Task set>
1: In the passage on Indigenous literacy, since what year has the Literacy for Life Foundation been running its campaigns in western New South Wales?
2: Echo the stretch of the passage on Indigenous literacy from "The Literacy for" through "of New England.", word for word.
3: Using the passage on Indigenous literacy, explain why Australia's approach to boosting literacy among Indigenous young people has an adult-sized hole.

=== Selected extract ===

In this series, we’ll discuss whether progress is being made on Indigenous education, looking at various areas including policy, scholarships, school leadership, literacy and much more.
There’s a large adult-sized hole in Australia’s approach to boosting literacy levels among Indigenous children and young people.
For several decades, the focus has been on increasing investment in schools and refining the ways we engage Indigenous children.
But what if the most effective way to get more kids reading and writing was to give their parents those same skills?
The Literacy for Life Foundation is exploring this idea through the Aboriginal Adult Literacy Campaigns the organisation has been running in western New South Wales since 2012, in partnership with the University of New England.
The Foundation uses a campaign model known as Yes, I Can!, originally developed in Cuba. It has been used in 30 countries in the global south, including Timor-Leste where it reached 200,000 people.

=== Dataset records ===

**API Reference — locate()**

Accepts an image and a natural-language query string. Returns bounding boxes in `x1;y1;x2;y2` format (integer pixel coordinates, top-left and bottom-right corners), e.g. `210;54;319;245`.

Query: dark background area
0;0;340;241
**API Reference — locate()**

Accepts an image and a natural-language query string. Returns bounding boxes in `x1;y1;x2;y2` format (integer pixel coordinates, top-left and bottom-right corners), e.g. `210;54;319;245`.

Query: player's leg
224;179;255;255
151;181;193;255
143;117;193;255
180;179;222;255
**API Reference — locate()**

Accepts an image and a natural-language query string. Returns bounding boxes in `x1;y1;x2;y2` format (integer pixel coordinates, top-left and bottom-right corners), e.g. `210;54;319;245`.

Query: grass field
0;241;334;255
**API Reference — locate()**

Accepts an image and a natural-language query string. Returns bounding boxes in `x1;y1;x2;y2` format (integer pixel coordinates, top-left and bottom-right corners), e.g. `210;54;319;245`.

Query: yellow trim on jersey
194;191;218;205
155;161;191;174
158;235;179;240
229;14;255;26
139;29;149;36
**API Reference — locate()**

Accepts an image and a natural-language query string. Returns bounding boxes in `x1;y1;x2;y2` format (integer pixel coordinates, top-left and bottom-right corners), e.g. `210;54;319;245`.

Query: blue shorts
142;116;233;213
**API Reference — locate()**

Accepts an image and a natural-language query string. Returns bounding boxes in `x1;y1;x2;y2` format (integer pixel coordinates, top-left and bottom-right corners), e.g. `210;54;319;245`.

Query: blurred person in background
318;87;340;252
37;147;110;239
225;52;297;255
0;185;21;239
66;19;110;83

===
=== Dataset records ===

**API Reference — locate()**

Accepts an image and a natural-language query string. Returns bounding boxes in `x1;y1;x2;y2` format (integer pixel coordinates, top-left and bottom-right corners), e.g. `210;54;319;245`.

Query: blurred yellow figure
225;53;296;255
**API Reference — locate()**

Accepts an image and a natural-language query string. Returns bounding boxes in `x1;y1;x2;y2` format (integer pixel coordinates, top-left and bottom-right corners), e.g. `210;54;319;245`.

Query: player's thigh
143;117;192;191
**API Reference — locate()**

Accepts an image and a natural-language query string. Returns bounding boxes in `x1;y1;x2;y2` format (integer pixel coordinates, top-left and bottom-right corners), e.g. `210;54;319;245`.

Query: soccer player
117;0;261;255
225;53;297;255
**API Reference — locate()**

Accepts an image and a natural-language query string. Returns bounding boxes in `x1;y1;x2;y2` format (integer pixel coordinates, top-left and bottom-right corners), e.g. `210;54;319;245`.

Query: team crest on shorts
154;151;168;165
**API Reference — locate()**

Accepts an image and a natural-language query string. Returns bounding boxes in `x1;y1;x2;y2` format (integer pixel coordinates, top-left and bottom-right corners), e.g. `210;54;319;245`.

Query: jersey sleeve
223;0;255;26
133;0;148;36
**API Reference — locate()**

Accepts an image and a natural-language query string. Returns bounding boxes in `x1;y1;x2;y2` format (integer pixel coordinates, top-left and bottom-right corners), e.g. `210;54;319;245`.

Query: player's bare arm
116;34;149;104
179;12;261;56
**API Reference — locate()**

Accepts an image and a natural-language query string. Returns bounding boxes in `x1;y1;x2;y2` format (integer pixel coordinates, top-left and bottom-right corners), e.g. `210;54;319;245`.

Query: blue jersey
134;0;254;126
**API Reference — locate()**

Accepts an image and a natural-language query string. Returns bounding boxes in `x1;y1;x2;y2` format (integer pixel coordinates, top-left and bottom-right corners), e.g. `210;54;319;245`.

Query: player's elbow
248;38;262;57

===

Answers for this exercise>
1: Since 2012.

2:
The Literacy for Life Foundation is exploring this idea through the Aboriginal Adult Literacy Campaigns the organisation has been running in western New South Wales since 2012, in partnership with the University of New England.

3: For several decades, the focus has been on putting more money into schools and improving the ways Indigenous children are engaged. Their parents' own reading and writing skills have been left out.